Raw data:
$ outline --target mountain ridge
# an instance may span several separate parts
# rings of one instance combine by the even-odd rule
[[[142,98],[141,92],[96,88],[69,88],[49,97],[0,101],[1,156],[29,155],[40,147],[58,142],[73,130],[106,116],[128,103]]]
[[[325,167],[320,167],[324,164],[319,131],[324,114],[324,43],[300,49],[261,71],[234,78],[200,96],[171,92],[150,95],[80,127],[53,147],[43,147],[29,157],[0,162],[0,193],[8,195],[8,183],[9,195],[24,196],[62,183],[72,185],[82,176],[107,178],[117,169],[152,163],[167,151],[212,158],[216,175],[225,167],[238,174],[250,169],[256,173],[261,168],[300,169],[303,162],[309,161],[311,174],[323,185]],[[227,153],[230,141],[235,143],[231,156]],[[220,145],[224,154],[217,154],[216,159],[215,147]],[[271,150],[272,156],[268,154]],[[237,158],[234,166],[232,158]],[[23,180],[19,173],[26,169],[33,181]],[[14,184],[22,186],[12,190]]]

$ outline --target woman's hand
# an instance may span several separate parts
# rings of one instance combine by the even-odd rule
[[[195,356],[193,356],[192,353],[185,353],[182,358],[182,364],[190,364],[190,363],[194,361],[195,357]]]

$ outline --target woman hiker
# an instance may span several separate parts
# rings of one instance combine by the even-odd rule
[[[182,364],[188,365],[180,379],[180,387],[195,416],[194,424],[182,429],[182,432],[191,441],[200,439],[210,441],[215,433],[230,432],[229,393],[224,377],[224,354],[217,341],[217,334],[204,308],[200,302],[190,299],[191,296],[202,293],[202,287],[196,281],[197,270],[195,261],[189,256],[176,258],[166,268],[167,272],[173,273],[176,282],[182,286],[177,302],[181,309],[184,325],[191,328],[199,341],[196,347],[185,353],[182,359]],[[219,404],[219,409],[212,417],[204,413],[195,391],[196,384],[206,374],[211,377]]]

Written problem:
Set down, unchanged, everything from the line containing "--target woman hiker" down to the last line of the items.

Finished task:
$ outline --target woman hiker
# an instance may span several separate parts
# rings of one instance combine by the even-odd rule
[[[182,364],[188,365],[180,379],[180,387],[195,416],[194,424],[182,429],[182,432],[191,441],[200,439],[210,441],[215,433],[230,432],[229,393],[224,377],[224,354],[217,341],[217,334],[204,308],[200,302],[190,299],[191,296],[202,293],[202,287],[196,281],[197,270],[195,261],[189,256],[176,258],[166,268],[167,272],[173,273],[176,282],[182,286],[177,302],[181,309],[184,325],[191,328],[199,341],[196,347],[185,353],[182,359]],[[219,404],[219,409],[212,417],[204,413],[195,391],[196,384],[206,374],[211,377]]]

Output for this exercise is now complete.